▶ [DIRECTIONS]: Convert every one of the records below into a two-column CSV with the header row text,answer, giving one row per record. Place each record's text and its answer in their own quoted fields, replacing any line breaks with spaces.

▶ [MATERIAL PROVIDED]:
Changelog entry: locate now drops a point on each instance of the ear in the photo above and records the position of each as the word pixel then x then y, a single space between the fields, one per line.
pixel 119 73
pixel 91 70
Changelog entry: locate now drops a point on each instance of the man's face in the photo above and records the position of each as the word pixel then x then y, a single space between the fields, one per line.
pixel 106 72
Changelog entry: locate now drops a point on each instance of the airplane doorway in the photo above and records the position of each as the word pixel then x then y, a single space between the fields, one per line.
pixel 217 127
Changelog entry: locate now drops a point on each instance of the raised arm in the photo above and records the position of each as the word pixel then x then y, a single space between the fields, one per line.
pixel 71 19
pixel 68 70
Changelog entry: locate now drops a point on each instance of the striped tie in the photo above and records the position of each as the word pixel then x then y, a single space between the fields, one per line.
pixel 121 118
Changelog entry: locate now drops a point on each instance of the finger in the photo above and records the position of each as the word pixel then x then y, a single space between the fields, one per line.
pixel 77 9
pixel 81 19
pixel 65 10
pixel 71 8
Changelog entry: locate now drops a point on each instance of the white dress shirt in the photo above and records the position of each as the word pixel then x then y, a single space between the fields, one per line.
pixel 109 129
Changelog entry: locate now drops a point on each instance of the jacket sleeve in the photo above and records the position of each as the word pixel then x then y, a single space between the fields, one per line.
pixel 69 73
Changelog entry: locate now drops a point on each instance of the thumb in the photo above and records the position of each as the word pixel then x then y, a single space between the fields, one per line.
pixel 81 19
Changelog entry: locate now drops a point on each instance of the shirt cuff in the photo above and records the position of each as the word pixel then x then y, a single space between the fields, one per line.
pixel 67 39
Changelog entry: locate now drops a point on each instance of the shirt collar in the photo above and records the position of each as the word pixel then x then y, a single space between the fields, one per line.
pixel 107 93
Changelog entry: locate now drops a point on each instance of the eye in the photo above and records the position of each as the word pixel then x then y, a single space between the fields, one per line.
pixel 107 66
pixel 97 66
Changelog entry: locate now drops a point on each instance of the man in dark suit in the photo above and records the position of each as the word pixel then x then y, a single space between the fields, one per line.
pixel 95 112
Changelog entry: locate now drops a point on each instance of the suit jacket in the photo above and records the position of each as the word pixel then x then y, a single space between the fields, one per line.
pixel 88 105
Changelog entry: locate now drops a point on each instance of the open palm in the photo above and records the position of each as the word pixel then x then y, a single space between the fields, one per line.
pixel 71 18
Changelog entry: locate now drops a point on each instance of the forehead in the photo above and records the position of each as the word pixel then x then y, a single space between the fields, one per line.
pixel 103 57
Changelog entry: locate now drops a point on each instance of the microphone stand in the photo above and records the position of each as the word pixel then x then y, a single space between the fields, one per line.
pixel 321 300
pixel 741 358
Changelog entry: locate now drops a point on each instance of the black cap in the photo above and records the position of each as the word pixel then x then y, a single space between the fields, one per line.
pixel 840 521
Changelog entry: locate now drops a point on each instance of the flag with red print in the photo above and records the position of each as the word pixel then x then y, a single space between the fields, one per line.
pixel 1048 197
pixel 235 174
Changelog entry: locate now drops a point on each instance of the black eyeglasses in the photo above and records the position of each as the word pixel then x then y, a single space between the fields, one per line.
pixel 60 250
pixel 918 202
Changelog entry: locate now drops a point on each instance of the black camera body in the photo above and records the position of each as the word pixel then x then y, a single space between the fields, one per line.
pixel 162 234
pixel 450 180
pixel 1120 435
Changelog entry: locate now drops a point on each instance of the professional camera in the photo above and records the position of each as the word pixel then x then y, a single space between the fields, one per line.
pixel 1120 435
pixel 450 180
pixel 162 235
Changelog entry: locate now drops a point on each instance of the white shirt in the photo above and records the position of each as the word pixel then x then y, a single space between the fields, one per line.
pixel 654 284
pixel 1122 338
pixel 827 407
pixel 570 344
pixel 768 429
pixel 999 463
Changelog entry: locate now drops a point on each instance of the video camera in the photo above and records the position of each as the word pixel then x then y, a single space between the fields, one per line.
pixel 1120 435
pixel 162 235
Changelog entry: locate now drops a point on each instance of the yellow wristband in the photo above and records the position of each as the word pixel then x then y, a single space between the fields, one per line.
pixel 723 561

▶ [ANSWER]:
text,answer
"Changelog entry: locate now drops a point on each instance of the ear in the photo above and records the position of each as the word pixel then x then y, a single space between the fields, one per line.","pixel 119 73 pixel 91 70"
"Changelog entry: locate now drops a point on each instance of the man's face in the photo above and records the position of each as the word pixel then x then y, a single space between the fields, one per line.","pixel 106 72"
"Changelog entry: locate now drops a point on each instance of the airplane doorway in the photo above and records the position of each as the word pixel then x then y, a single space between the fields, one per line.","pixel 217 127"
"Changelog entry: locate now drops a point on each instance of the raised arm in the photo above and records the position of each as the word pixel then x then y, a single space between the fields, one per line.","pixel 71 19 pixel 68 70"
"Changelog entry: locate now drops a point on each instance of the striped tie in the photo above and records the position of each as the word pixel then x then y, a single space between the fields, one per line.","pixel 121 118"
"Changelog entry: locate now drops a point on each instance of the finger in the photo above and records the position of each as the word pixel then x then y, a single space between the fields, one per line.","pixel 77 9 pixel 81 19 pixel 65 10 pixel 71 8"
"Changelog entry: locate now drops a point on each instance of the white dress shirt in the photo above and records the position of each as the word pixel then x then y, a single space between the fields, one per line.","pixel 109 129"
"Changelog entry: locate now drops a point on each instance of the jacket sleeve in the photo above and records the position of each as the word pixel then x then y, a single space between the fields, one per line.","pixel 69 73"
"Changelog entry: locate now drops a point on each instance of the thumb in the photo above and records the position of each as the word pixel then x then y, a single space between the fields, one per line.","pixel 81 19"
"Changelog entry: locate now drops a point on each instance of the shirt cuff in the photo above and records the position of each as the word pixel then x then y, a single space between the fields, one per line.","pixel 67 39"
"Changelog entry: locate now drops a point on each instance of the shirt collar in the photo above and records the position of each as the word pixel then x then y, a single space between the fields, one per line.","pixel 107 93"
"Changelog entry: locate now drops a point on each instance of the eye in the photo above and records the position of each as the word pixel then x then y, a single space between the fields, one per line.","pixel 107 66 pixel 97 66"
"Changelog entry: locate now drops a point on each instance of the man in dark suit in the photo above and records the position of each as the word pixel then x then y, a single space between the fields, one per line.","pixel 95 112"
"Changelog entry: locate now drops a point on each instance of the suit jacket in the photo above and records the position of each as the word pixel then x then y, a single space between the fields, one per line.","pixel 88 105"
"Changelog entry: locate now drops a point on each instance of the open palm in the photo above and records the position of each as the word pixel then x then y, a single space between the fields, one per line.","pixel 71 18"
"Changelog entry: locate now drops a point on each instance of the forehead in the photo above and records the position of each as the word pixel then x then y, a single space between the fields, one per line.","pixel 103 57"
"Changelog entry: locate now drops a point on each instance of the microphone stand in the photo above and records the position of each as the word pixel then x then y, a single space between the fields, one per line.","pixel 321 300 pixel 741 358"
"Changelog entry: locate now drops a point on each instance of the black cap in the photo above and records the position of each as the word pixel then x then y, a single space between the fields, one per line.","pixel 840 521"
"Changelog entry: locate now drops a point on each instance of the flag with red print in the photo above and records the position of each as the word pixel then x then y, a single space between the fields, one per line.","pixel 1048 197 pixel 235 174"
"Changelog entry: locate now drops a point on each instance of the black eyeglasses in the photo above and records the position of each as the word pixel then x then y, a single space between the fields, one per line.","pixel 60 250 pixel 918 202"
"Changelog entry: locate now drops a point on each instance of the black camera body in the photo above and records the position of each as the word pixel then x then y, a single space between the fields, one per line.","pixel 162 234 pixel 450 180 pixel 1120 435"
"Changelog entry: locate now drops a point on each instance of the professional camera in the photo above and records the position of each as the word pixel then x then y, a single space between the fields, one per line.","pixel 1120 435 pixel 450 180 pixel 162 235"
"Changelog entry: locate now drops a point on each instance of the white shirt in the photo above and records the position of each as the word pixel then x then y, a single space between the fields, one per line.","pixel 654 284 pixel 1122 338 pixel 827 407 pixel 570 344 pixel 768 429 pixel 999 463"
"Changelog entry: locate now drops a point on each instance of the video camera in the photo above and records the position of each as the word pixel then x then y, a single space between the fields, one per line.","pixel 1120 435 pixel 162 235"
"Changelog entry: locate now drops a point on each instance of the yellow wristband in the photo above and records the position of each as the word pixel then x then y, a single space between the fields, one per line.","pixel 723 561"